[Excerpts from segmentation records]
━━━━━━━━━━━━━━━━━━━━

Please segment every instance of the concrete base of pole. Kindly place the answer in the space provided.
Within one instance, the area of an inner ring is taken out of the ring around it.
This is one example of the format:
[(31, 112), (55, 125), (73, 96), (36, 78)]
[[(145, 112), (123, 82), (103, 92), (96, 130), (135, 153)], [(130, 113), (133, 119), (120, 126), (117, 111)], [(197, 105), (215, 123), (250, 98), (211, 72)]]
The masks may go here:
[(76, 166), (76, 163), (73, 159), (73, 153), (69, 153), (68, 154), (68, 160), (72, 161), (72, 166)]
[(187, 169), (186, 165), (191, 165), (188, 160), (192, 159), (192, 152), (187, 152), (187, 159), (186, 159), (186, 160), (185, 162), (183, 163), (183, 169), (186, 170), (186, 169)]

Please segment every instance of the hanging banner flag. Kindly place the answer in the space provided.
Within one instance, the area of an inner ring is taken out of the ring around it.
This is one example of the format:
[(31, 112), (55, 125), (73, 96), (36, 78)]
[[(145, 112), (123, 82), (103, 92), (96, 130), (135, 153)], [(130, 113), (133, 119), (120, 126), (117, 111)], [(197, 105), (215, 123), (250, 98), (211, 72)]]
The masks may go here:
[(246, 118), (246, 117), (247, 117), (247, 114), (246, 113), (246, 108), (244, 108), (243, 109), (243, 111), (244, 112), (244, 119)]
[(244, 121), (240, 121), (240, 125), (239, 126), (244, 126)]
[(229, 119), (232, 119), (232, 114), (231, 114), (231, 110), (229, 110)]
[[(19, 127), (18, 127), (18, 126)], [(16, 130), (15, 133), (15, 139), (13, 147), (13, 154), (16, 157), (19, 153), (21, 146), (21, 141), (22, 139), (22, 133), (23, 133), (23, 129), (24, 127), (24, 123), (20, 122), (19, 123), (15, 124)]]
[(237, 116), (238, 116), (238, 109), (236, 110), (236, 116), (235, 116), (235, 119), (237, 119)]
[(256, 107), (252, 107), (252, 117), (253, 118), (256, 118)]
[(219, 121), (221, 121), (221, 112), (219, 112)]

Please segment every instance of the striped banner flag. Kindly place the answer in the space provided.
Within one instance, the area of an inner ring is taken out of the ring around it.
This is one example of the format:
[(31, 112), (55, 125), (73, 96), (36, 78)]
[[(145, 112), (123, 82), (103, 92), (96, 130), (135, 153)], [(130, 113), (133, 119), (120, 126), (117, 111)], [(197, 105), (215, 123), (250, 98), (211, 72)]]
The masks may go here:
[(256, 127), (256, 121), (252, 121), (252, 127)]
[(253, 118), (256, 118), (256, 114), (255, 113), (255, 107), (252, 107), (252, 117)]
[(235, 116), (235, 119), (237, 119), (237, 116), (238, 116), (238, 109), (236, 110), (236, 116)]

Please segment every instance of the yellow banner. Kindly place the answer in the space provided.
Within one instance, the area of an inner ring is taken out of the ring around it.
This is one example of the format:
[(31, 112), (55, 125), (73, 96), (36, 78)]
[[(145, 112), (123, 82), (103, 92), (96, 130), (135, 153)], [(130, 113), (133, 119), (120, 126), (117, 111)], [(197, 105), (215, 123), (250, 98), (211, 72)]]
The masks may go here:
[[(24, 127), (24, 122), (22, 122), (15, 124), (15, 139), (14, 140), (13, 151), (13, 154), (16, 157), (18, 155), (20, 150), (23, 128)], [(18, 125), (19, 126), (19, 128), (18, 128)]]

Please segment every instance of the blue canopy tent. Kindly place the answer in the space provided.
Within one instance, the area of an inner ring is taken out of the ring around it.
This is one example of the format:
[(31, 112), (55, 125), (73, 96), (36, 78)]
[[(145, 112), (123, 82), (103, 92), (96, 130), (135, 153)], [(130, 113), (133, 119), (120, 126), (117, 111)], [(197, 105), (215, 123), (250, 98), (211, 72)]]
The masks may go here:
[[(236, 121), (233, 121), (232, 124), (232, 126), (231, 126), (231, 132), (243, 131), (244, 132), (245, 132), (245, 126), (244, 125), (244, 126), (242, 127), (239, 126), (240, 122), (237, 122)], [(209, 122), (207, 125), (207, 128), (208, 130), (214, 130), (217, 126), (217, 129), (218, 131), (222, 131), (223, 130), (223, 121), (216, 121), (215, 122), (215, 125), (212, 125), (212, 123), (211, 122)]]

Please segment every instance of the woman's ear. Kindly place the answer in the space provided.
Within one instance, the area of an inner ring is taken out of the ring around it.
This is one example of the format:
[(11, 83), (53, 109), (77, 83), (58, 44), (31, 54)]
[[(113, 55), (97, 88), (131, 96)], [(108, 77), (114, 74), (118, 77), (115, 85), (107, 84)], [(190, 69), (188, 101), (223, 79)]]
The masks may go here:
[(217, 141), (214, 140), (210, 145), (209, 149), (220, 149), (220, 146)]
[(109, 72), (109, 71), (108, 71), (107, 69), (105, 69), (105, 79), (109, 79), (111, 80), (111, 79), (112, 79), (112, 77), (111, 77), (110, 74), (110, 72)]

━━━━━━━━━━━━━━━━━━━━

State how many lines of the items above contain the word "flag", treating case as significant, and give only the number.

2